▶ Action item
Copy the entries without a single change. Pictures should be dropped.

▶ Study material
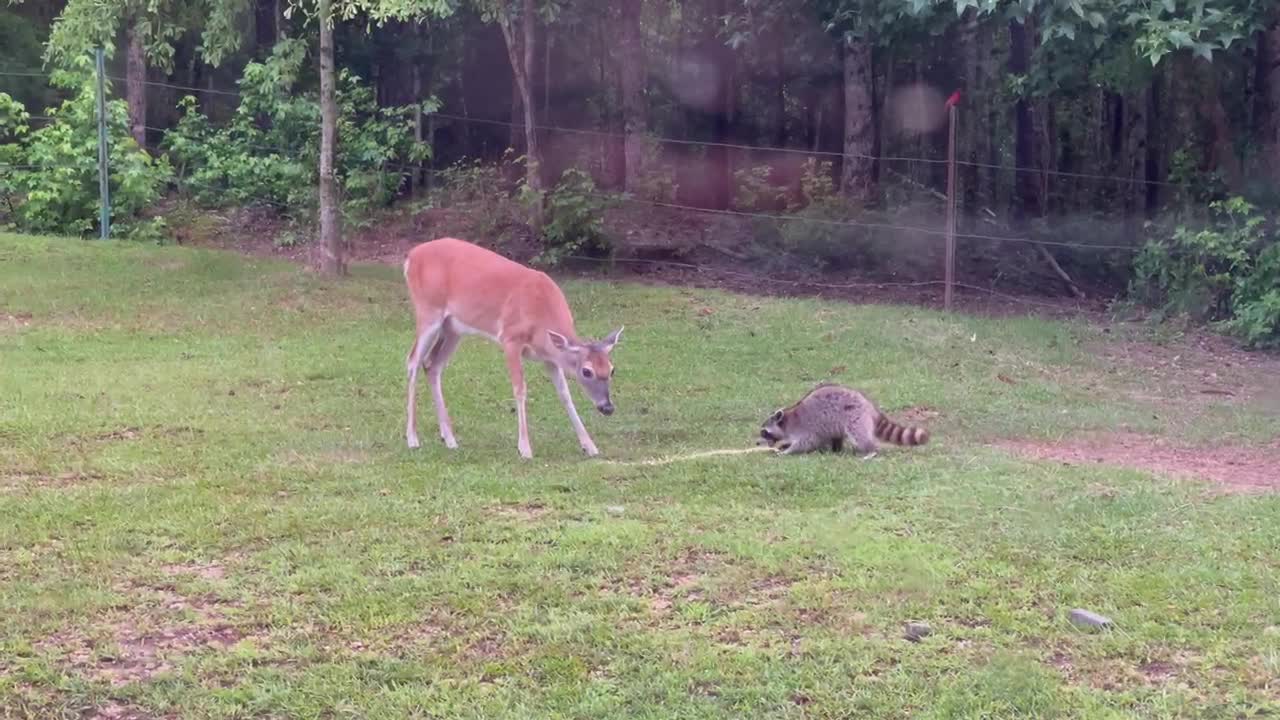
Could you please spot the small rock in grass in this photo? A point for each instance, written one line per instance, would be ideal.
(1087, 619)
(915, 632)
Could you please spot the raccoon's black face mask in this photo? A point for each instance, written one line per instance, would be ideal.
(772, 429)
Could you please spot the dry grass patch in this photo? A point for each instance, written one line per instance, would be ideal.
(149, 633)
(1232, 469)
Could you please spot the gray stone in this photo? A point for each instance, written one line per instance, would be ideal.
(1087, 619)
(915, 632)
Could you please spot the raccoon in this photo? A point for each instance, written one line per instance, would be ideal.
(827, 417)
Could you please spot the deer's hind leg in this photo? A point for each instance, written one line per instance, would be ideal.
(428, 335)
(437, 360)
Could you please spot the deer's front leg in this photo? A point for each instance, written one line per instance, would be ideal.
(516, 368)
(584, 440)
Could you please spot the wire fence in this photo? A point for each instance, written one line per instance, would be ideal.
(942, 233)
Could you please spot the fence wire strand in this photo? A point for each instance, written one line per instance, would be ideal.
(663, 140)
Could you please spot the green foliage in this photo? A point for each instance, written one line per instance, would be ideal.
(269, 150)
(574, 219)
(817, 182)
(821, 233)
(753, 190)
(49, 182)
(657, 178)
(85, 24)
(242, 458)
(1228, 270)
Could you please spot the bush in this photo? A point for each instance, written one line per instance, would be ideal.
(1225, 272)
(49, 181)
(269, 150)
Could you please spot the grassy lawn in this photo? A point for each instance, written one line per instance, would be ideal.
(209, 511)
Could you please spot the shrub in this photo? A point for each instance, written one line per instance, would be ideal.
(574, 219)
(49, 180)
(1228, 270)
(269, 150)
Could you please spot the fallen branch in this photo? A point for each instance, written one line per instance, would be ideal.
(1060, 272)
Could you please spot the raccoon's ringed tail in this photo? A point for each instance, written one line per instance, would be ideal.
(888, 431)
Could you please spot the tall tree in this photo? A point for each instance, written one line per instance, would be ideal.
(519, 22)
(150, 27)
(329, 258)
(1025, 190)
(632, 81)
(1269, 94)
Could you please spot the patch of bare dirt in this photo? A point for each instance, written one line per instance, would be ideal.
(1201, 368)
(19, 479)
(114, 710)
(145, 638)
(204, 570)
(1233, 469)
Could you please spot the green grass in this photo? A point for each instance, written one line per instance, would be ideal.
(209, 511)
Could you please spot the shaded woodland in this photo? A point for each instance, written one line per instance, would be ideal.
(1087, 130)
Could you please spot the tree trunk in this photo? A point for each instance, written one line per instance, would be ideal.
(265, 30)
(1269, 96)
(1025, 185)
(136, 80)
(632, 80)
(858, 178)
(1219, 154)
(1136, 163)
(520, 53)
(1155, 106)
(516, 132)
(328, 255)
(780, 90)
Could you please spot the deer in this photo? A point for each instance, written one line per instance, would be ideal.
(460, 288)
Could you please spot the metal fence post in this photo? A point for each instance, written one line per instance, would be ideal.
(103, 185)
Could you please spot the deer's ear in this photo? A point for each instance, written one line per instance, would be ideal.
(608, 342)
(558, 341)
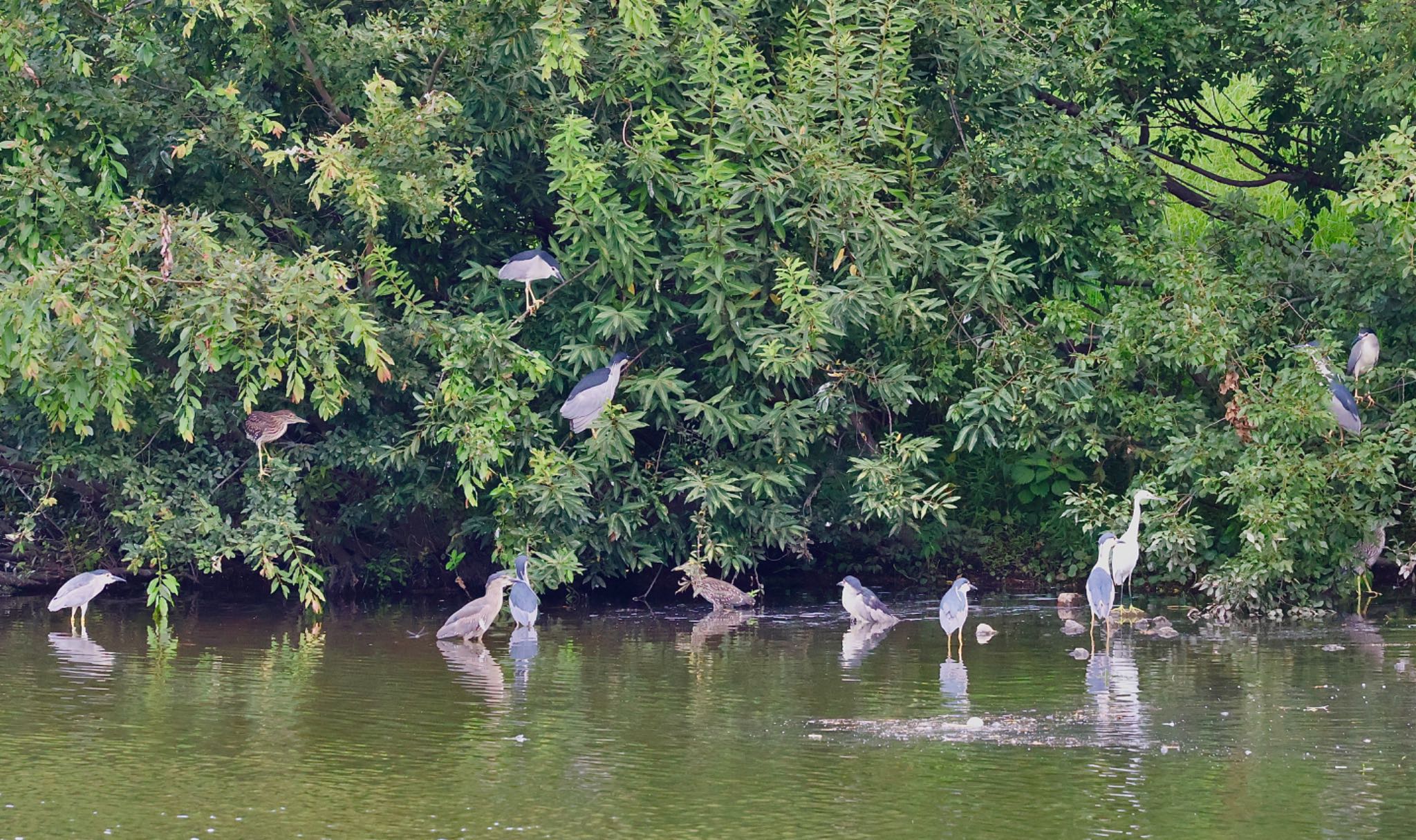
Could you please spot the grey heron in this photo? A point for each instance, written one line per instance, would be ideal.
(525, 606)
(863, 604)
(953, 613)
(1101, 588)
(1366, 352)
(75, 594)
(263, 427)
(474, 619)
(1340, 400)
(527, 268)
(1128, 548)
(593, 394)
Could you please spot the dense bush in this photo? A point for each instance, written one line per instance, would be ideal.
(920, 285)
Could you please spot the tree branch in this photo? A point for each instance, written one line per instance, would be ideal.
(335, 111)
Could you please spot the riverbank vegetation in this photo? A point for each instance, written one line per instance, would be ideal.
(911, 288)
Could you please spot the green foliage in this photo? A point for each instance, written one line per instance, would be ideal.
(908, 285)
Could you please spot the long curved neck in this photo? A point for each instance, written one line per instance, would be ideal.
(1135, 529)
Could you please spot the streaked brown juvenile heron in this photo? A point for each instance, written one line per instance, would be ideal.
(527, 268)
(263, 427)
(863, 604)
(75, 594)
(472, 621)
(721, 594)
(593, 394)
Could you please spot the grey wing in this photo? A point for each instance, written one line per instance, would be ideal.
(951, 615)
(597, 377)
(454, 625)
(73, 591)
(1355, 356)
(873, 601)
(524, 598)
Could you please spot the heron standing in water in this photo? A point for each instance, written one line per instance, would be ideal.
(472, 621)
(593, 394)
(953, 613)
(1128, 550)
(75, 594)
(263, 427)
(525, 606)
(527, 268)
(1101, 588)
(863, 604)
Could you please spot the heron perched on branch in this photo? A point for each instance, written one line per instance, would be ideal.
(593, 394)
(863, 604)
(953, 613)
(1340, 401)
(1366, 352)
(75, 594)
(1128, 550)
(266, 427)
(527, 268)
(721, 594)
(472, 621)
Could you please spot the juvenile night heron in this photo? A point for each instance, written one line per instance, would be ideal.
(1368, 553)
(593, 394)
(720, 594)
(1340, 400)
(863, 604)
(75, 594)
(527, 268)
(472, 621)
(1101, 588)
(1128, 548)
(525, 606)
(1366, 352)
(266, 427)
(953, 613)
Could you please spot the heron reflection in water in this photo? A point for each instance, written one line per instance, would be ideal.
(953, 684)
(81, 657)
(478, 671)
(861, 640)
(525, 645)
(1113, 682)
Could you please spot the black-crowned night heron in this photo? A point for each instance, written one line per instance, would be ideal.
(953, 613)
(1101, 590)
(593, 394)
(472, 621)
(1366, 352)
(863, 604)
(720, 594)
(1128, 548)
(525, 606)
(527, 268)
(75, 594)
(1340, 401)
(266, 427)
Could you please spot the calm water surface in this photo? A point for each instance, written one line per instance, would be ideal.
(247, 722)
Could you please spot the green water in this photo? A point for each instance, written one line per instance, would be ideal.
(247, 722)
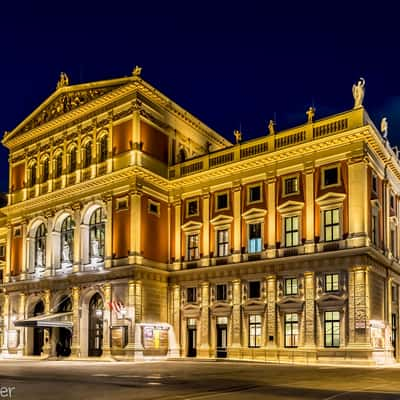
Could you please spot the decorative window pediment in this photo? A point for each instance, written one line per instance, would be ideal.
(330, 199)
(191, 226)
(254, 214)
(221, 220)
(290, 206)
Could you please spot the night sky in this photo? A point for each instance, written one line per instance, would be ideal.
(235, 65)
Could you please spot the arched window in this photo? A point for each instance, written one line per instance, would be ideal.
(45, 175)
(87, 155)
(103, 149)
(32, 175)
(58, 170)
(66, 240)
(96, 235)
(72, 160)
(40, 246)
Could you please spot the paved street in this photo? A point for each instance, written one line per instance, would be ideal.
(186, 380)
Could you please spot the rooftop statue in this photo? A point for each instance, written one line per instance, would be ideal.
(137, 71)
(63, 80)
(271, 127)
(238, 136)
(358, 93)
(310, 114)
(384, 127)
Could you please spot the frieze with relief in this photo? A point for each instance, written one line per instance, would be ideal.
(64, 103)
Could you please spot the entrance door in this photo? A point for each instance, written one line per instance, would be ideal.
(96, 326)
(38, 333)
(192, 333)
(222, 334)
(38, 341)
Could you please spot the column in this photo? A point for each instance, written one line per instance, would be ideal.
(76, 343)
(135, 252)
(204, 349)
(271, 216)
(24, 265)
(134, 347)
(21, 315)
(6, 322)
(110, 155)
(237, 223)
(175, 319)
(136, 145)
(271, 311)
(47, 345)
(107, 320)
(309, 197)
(358, 307)
(206, 228)
(309, 310)
(109, 234)
(77, 238)
(50, 254)
(7, 274)
(234, 351)
(357, 200)
(178, 238)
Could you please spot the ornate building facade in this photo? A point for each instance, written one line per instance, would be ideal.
(134, 230)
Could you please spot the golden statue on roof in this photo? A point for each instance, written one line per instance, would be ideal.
(63, 80)
(137, 71)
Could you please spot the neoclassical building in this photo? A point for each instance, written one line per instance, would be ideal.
(134, 230)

▶ Answer to this problem
Could you please spot the small rock in grass in this photo? A point for each instance, written one line per instance, would be ideal.
(1087, 619)
(915, 632)
Could you please spot the raccoon's black face mask in this photo? A point for each instance, written one line per instance, would be ideal.
(772, 429)
Could you please spot the dry grass patch in this photo? A point for each instance, written one line per instance, would be ideal.
(149, 633)
(1232, 469)
Could you please spot the gray stone in this photo? A point for each instance, written one line per instance, would be ideal.
(1087, 619)
(915, 632)
Could you please spot the raccoon in this photo? A point for each instance, written one line per instance, would be ideal.
(827, 417)
Could you please spot the deer's hind leg in this photo? A point for each instance, written one line per instance, would be ideal.
(428, 335)
(437, 360)
Could you please spot the deer's front leg in this photo? A point for each instance, written one line per instance, would be ideal.
(516, 368)
(584, 440)
Could you please spot the wire fence in this photo? A point for each instance, written one line per instance, would be ideal.
(942, 233)
Could you please spot the fence wire strand in this photo? A point for each instance, written one line per instance, would be ideal.
(663, 140)
Could you please spot the green foliage in this photo? A point for each instance, written one line per instance, would be ideal.
(269, 150)
(574, 219)
(817, 182)
(821, 233)
(753, 190)
(49, 182)
(657, 178)
(85, 24)
(242, 458)
(1228, 270)
Could you please spot the bush in this photo? A point for each instance, written one line per instance, would be ideal.
(1225, 272)
(49, 181)
(269, 150)
Could you please spot the grassy lawn in this photo? A point for each instance, written one line per instance, would be ideal.
(209, 511)
Could you please spot the shrub in this photo? A point for each instance, written one line per instance, would be ideal.
(574, 219)
(49, 180)
(1228, 270)
(269, 150)
Could you please spot the fallen branch in this photo? A point for each instance, written one line per instance, would be ideal.
(1060, 272)
Could you please spot the raccoon's ringed tail in this photo? A point for each instance, written one line per instance, would be ideal.
(888, 431)
Could you please spot the tall tree in this photo? A point for each instance, written one line per instance, would be ideal.
(519, 22)
(150, 27)
(329, 258)
(1025, 190)
(632, 81)
(1269, 94)
Could you please spot the patch of bare dirt in this photo? A point for each instance, written one line per instance, would be ideal.
(1201, 368)
(19, 479)
(114, 710)
(145, 638)
(204, 570)
(1233, 469)
Could you please spot the green grass in this photo? A point for each instance, written one line per instance, would be ideal.
(209, 511)
Could you please spot the shaded woodland in this photo? A point for each instance, written one line per instance, would be ideal.
(1087, 130)
Could you please spot the tree trunk in this photo? A point for each instance, written one line per instance, would be ideal.
(265, 30)
(1269, 96)
(1025, 185)
(136, 80)
(632, 80)
(858, 178)
(1219, 154)
(1136, 163)
(520, 53)
(1155, 106)
(516, 132)
(328, 255)
(780, 90)
Could you please spot the deer in this photo? A point for each instance, written one line per instance, would be ideal.
(460, 288)
Could you please spot the metal fence post in this photo? A point for each instance, written one line per instance, would be ideal.
(103, 185)
Could you please spot the deer's ear in this photo? A point for each instance, written one line per instance, would be ideal.
(608, 342)
(558, 341)
Could you please spot the grey heron in this photo? A point for each instance, written one line per instance, would be ideal.
(525, 606)
(863, 604)
(953, 613)
(1101, 588)
(1366, 352)
(75, 594)
(263, 427)
(474, 619)
(1340, 400)
(527, 268)
(1128, 548)
(593, 394)
Could you please spot the dense bush in this photo? A point for each instance, written one line per instance, would be ideal.
(920, 285)
Could you please spot the tree branch in this photo? A point for each instance, written one line per instance, would be ideal.
(335, 111)
Could you please spot the riverbank vegetation in this photo? A point for each instance, written one line per instance, would be ideal.
(911, 288)
Could you please spot the green foliage in this photo? A point for each instance, written one line per instance, would be ideal.
(908, 285)
Could you please spot the long curved neck in this photo? A point for each instance, written one line per instance, would be ideal.
(1135, 529)
Could you please spot the streaked brown juvenile heron in this photo? A point for each instance, written one line per instance, would be ideal.
(527, 268)
(263, 427)
(863, 604)
(75, 594)
(472, 621)
(721, 594)
(593, 394)
Could you please spot the grey wing in this photo? A point for each instance, written one line per instance, would be ideal.
(951, 615)
(597, 377)
(454, 625)
(73, 591)
(1355, 356)
(873, 601)
(524, 598)
Could you please spot the heron standing in water in this photo? A point for each instance, written one line per instance, would be ideal.
(472, 621)
(593, 394)
(953, 613)
(1128, 550)
(75, 594)
(263, 427)
(525, 606)
(527, 268)
(1101, 588)
(863, 604)
Could you please spot the heron perched on branch in this photo? A point for each instance, written one line per instance, would be ideal.
(593, 394)
(863, 604)
(953, 613)
(1340, 401)
(1366, 352)
(75, 594)
(1128, 550)
(266, 427)
(527, 268)
(721, 594)
(472, 621)
Could you please spot the juvenile night heron in this photo? A point for each instance, written one line per instance, would be ideal.
(1368, 553)
(593, 394)
(720, 594)
(1340, 400)
(863, 604)
(75, 594)
(527, 268)
(472, 621)
(1101, 588)
(1128, 548)
(525, 606)
(1366, 352)
(266, 427)
(953, 613)
Could you please spot the heron reflection in water in this photo? A point for each instance, written one line per instance, would be ideal.
(953, 684)
(81, 657)
(478, 671)
(861, 640)
(525, 645)
(1113, 682)
Could you please spot the black-crowned night heron in this photo? A point for each instance, written one line per instance, would be ideal.
(953, 613)
(1101, 590)
(593, 394)
(472, 621)
(1366, 352)
(863, 604)
(720, 594)
(1128, 548)
(525, 606)
(527, 268)
(75, 594)
(1340, 401)
(266, 427)
Could you please spot the calm water surface in this photo? A point for each instance, written one line per instance, would be ideal.
(247, 722)
Could you please spot the green water in this photo? A point for each instance, written one line per instance, would be ideal.
(247, 722)
Could you please spot the decorative window pediment in this photo? A point for each instance, written one line per instance, would be ideal.
(330, 199)
(191, 226)
(254, 214)
(221, 220)
(290, 206)
Could you please spot the night sky in this photo? A point for each instance, written one line per instance, would be ideal.
(235, 65)
Could you please spot the arched window in this photo? A point for each instance, written one line per instance, would be ideal.
(45, 175)
(87, 155)
(103, 149)
(32, 175)
(58, 170)
(66, 240)
(96, 235)
(72, 160)
(40, 246)
Could you please spot the paved street in this photo? A point for each instance, written one line per instance, would be ideal.
(186, 380)
Could you please spot the rooftop statue in this photo? A point for each instance, written one line per instance, would be ideal.
(137, 71)
(63, 80)
(271, 127)
(238, 136)
(358, 93)
(310, 114)
(384, 127)
Could you please spot the frieze with relief in this photo? A point for each instance, written one line per instance, would be ideal.
(64, 103)
Could you please spot the entrance door in this photo? A point for each instance, written one line per instance, would be ideal.
(96, 326)
(38, 333)
(192, 333)
(222, 334)
(38, 341)
Could you please spot the column in this photo? A point for each instance, written one line per instance, would be ideal.
(76, 343)
(135, 252)
(204, 349)
(271, 216)
(24, 265)
(134, 347)
(21, 315)
(6, 322)
(110, 155)
(237, 223)
(175, 319)
(136, 145)
(271, 311)
(47, 345)
(107, 320)
(309, 197)
(358, 307)
(206, 228)
(309, 310)
(109, 234)
(77, 238)
(50, 254)
(7, 274)
(234, 351)
(357, 200)
(178, 238)
Could you please spot the ornate building facade in this photo? A point for each instance, written one line per instance, would be ideal.
(134, 230)
Could you please spot the golden statue on roof in this photo? A point for each instance, written one line per instance, would be ideal.
(63, 80)
(137, 71)
Could you please spot the neoclassical building in this photo? A point for each instance, written one line per instance, would be ideal.
(134, 230)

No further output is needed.